--- Start Extract to read ---

Writers and Composers
SARAH ACKERMAN (composer, “An Open Window”) presently composes strictly experimental music. She has an undergraduate degree in music composition from Mills College and a masters in musical theatre writing from New York University, where “An Open Window” had its conception.BRAD ALEXANDER (composer, “The Ransom of Red Chief”) wrote the music for Theatreworks USA’s Just So Stories, Lilly's Big Day and Dog Man: The Musical. He and collaborator Adam Mathias won the 2008 Richard Rodgers Award and 2007 Jerry Bock Award for their full-length musical See Rock City and Other Destinations. He is a member of the Songwriters Hall of Fame.
WOODY ALLEN (screenwriter, Everything You Always Wanted to Know About Sex* (*But Were Afraid to Ask)) has written the screenplays for 56 produced feature films, 51 of which he also directed; and which have been nominated for 53 Oscars, being presented with 12. He was awarded the Palme d'Or at the 2002 Cannes Film Festival, and his plays on Broadway have received 10 Tony Award nominations.
SARAGAIL BENJAMIN (librettist / composer / lyricist, “The Furnished Room”) also wrote The Alexandria Municipal Reading Library. She recorded the album, A Joyful Noise!, has work in We Like Kids songbooks, and is the author of the children’s novel My Dog Ate It, published by Scholastic Press and Holiday House.
AMBROSE BIERCE (author, “An Occurrence at Owl Creek Bridge”) was born in Horse Cave Creek, Ohio, in 1842, and fought in the Union Army, being wounded twice. He wrote for The San Francisco Examiner, Cosmopolitan and The New York American. The author of Write It Right and The Devil's Dictionary, at age of 72 he wandered off to Mexico and subsequently vanished into history, possibly having been executed by firing squad while attached to Pancho Villa’s staff.
JEFF BLUMENKRANTZ (composer, “Precious Little Jewel”, adapted from “The Story of an Hour”) was co-nominated for the Tony Award for Best Original Score for Urban Cowboy, and has received both the Mary Martin Award from the National Institute for Music Theater and the 2011 Fred Ebb Award for Excellence in Musical Theatre Songwriting.

--- End Extract to read ---

== Problem description ==
According to the writers and composers section, where was Ambrose Bierce born? These entries have no connection to the writers and composers section.

--- Start Data listing ---

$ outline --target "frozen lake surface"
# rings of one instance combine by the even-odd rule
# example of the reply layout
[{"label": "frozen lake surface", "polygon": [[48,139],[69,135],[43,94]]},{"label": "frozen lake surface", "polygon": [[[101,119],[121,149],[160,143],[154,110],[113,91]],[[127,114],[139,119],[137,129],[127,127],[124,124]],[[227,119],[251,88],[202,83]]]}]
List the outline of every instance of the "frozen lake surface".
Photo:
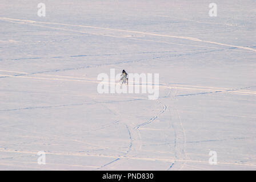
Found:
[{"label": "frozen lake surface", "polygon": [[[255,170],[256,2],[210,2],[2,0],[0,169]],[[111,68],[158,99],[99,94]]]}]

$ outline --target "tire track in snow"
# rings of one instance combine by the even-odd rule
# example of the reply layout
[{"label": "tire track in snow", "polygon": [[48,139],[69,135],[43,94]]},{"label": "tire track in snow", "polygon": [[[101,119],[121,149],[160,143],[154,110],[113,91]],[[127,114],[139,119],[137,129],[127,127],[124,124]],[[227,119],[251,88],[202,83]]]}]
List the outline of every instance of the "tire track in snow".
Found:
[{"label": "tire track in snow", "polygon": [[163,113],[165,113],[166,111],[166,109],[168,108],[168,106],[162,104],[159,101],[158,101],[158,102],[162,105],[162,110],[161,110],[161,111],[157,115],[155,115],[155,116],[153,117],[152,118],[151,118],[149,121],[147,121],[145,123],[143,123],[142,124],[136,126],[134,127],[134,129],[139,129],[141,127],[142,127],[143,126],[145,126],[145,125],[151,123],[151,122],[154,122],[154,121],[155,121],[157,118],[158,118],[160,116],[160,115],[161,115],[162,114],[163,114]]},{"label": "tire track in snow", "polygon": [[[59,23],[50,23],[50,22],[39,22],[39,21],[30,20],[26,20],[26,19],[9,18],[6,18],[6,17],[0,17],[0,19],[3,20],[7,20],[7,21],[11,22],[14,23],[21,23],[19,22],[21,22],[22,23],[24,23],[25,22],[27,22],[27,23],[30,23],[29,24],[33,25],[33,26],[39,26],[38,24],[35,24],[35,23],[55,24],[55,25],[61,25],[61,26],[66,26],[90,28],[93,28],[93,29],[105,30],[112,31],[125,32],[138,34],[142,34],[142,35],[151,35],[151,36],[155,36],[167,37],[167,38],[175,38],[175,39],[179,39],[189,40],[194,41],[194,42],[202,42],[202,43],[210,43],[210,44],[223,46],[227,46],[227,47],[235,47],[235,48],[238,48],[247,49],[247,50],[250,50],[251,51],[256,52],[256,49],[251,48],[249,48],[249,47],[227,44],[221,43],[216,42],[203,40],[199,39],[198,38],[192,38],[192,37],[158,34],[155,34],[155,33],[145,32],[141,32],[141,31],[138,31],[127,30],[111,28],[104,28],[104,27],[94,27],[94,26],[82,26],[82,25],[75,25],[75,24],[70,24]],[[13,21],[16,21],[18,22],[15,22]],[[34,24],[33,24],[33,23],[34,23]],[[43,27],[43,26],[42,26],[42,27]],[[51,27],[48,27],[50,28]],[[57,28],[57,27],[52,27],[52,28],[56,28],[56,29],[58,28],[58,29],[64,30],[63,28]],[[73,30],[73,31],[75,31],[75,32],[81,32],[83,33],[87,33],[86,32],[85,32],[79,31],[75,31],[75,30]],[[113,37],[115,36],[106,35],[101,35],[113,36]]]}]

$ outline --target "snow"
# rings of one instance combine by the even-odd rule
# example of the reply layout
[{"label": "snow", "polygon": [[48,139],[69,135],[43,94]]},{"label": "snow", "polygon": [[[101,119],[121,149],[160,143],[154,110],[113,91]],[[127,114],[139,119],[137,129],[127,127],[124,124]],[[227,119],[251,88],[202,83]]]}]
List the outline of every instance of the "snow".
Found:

--- End Data listing ---

== The output ==
Horse Cave Creek, Ohio.